Exercise set
1. Answer these questions from the passage on Texas Tech's admissions:
(a) With which division of the Department of Education did Texas Tech University Health Sciences Center reach its agreement?
(b) On what day was the agreement reached?
(c) What Obama-era policy did the Trump administration rescind?
2. Reproduce the stretch of the passage on Texas Tech's admissions from "Though the agreement" through "communities are diminished.".
3. State whether each statement agrees with the passage on Texas Tech's admissions, and support each answer with the deciding words of the passage, quoted exactly:
(a) The agreement is described as the first of its kind.
(b) The passage says affirmative action policies conflict with Supreme Court rulings.
(c) The administration's efforts against affirmative action began last year.

Passage
Texas Tech University Health Sciences Center reached an agreement with the Department of Education’s Civil Rights Division on Tuesday to end the school’s consideration of race in the admissions process.

Texas Tech University Health Sciences Center reached an agreement with the Department of Education’s Civil Rights Division on Tuesday to end the school’s consideration of race in the admissions process. The change is the first time President Donald Trump’s administration has pushed a school to end this practice since it began efforts last year to chip away at affirmative action policies.

Though the agreement is the first of its kind, it’s far from the first step the Trump administration has taken to erode affirmative action. The Trump administration has also tried targeting affirmative action policies by rescinding Obama-era policy on how schools can consider race to promote a diverse student body.

The elimination of Texas Tech’s affirmative action policy and the suggestion that similar tactics could be pursued against other schools mark a serious step back in addressing systemic inequalities within student admissions. Affirmative action policies are in compliance with Supreme Court rulings and play an important role in ensuring the systemic challenges faced by marginalized communities are diminished.

Extracted material
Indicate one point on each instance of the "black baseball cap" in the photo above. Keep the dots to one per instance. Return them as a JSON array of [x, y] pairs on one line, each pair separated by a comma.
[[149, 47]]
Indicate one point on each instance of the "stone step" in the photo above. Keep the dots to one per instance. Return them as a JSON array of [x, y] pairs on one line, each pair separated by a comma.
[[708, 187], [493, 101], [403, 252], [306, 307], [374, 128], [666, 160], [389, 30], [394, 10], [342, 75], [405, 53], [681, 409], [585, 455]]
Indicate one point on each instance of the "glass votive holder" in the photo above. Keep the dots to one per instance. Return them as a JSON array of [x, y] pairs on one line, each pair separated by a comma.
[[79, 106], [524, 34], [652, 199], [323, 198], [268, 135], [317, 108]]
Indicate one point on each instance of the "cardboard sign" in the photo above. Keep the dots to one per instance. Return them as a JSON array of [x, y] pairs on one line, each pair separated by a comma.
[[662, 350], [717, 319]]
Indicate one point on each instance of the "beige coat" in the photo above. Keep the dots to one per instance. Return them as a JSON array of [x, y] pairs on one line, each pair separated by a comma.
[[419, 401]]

Set of answers
1.
(a) The Civil Rights Division.
(b) Tuesday.
(c) The policy on how schools can consider race to promote a diverse student body.

2.
Though the agreement is the first of its kind, it’s far from the first step the Trump administration has taken to erode affirmative action. The Trump administration has also tried targeting affirmative action policies by rescinding Obama-era policy on how schools can consider race to promote a diverse student body.

The elimination of Texas Tech’s affirmative action policy and the suggestion that similar tactics could be pursued against other schools mark a serious step back in addressing systemic inequalities within student admissions. Affirmative action policies are in compliance with Supreme Court rulings and play an important role in ensuring the systemic challenges faced by marginalized communities are diminished.

3.
(a) Yes: "Though the agreement is the first of its kind"
(b) No: "Affirmative action policies are in compliance with Supreme Court rulings"
(c) Yes: "since it began efforts last year to chip away at affirmative action policies"